Text excerpt:
=====

There are no family relationships between any of the Company's directors or officers.

 

Related Party Transactions

 

There are no related party transactions reportable under Item 5.02 of the Form 8-K and Item 404(a) of Regulation S-K.

 

Material Plans, Contracts, or Arrangements

 

Robert Weiss's Employment Agreement

 

The Company entered into an employment agreement with its Chief Executive Officer, Robert Weiss, on June 3, 2016, to memorialize the terms and conditions of Mr. Weiss' employment with the Company effective May 25, 2016.

 

The term of the agreement is for a period of three years. Under the agreement, Mr. Weiss is entitled to an annual salary of $250,000 and agrees to defer and accrue this full base salary through December 31, 2016. During this deferment period, the Company will pay Mr. Weiss a total of $1 each day for his services. Additionally, the Company agreed to grant Mr. Weiss a fully-vested stock option to purchase 1,000,000 shares of the Company's common stock with a strike price of $0.03, in consideration for deferring and accruing his base salary. For each calendar year that he is employed by the Company, Mr. Weiss is eligible to receive an annual cash incentive bonus, an annual merit-based equity bonus, as well as a discretionary bonus. In addition, the Company agreed to grant Mr. Weiss stock option to purchase 3,000,000 shares of the Company's common stock with a strike price of $0.03, vesting in equal monthly amount over the three years employment period.

=====

Given records:
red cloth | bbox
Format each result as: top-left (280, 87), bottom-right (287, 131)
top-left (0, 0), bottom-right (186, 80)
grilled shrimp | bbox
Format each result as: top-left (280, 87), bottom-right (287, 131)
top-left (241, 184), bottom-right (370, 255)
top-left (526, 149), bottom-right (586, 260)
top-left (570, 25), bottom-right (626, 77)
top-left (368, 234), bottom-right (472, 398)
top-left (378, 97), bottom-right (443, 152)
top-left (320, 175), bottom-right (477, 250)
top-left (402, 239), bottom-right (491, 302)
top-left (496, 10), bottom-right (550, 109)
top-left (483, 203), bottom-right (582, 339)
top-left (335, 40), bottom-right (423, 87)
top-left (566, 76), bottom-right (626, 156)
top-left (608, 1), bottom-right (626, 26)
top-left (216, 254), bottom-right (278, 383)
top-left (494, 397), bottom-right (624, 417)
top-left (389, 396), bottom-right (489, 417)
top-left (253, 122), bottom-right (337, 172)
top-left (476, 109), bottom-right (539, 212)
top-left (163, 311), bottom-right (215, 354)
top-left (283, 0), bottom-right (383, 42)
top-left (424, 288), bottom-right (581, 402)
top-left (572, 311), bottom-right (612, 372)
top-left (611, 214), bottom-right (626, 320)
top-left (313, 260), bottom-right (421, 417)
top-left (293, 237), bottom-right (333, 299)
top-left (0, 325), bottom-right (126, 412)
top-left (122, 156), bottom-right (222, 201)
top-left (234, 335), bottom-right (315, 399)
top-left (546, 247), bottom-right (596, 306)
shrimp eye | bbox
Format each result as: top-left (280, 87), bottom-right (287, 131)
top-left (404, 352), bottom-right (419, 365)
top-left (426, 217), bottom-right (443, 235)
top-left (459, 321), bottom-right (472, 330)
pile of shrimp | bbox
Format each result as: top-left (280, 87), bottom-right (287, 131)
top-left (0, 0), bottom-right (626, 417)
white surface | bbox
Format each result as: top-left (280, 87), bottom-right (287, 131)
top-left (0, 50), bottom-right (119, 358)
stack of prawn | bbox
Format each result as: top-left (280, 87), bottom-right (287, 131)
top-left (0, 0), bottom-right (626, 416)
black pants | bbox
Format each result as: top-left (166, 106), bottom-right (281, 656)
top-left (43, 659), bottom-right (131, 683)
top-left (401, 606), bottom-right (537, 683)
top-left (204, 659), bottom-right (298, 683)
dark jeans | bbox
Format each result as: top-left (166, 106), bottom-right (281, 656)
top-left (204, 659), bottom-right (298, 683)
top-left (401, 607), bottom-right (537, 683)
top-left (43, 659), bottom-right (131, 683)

=====

Do this:
According to the text on Robert Weiss's employment agreement, what annual salary is Mr. Weiss entitled to?

The reply:
$250,000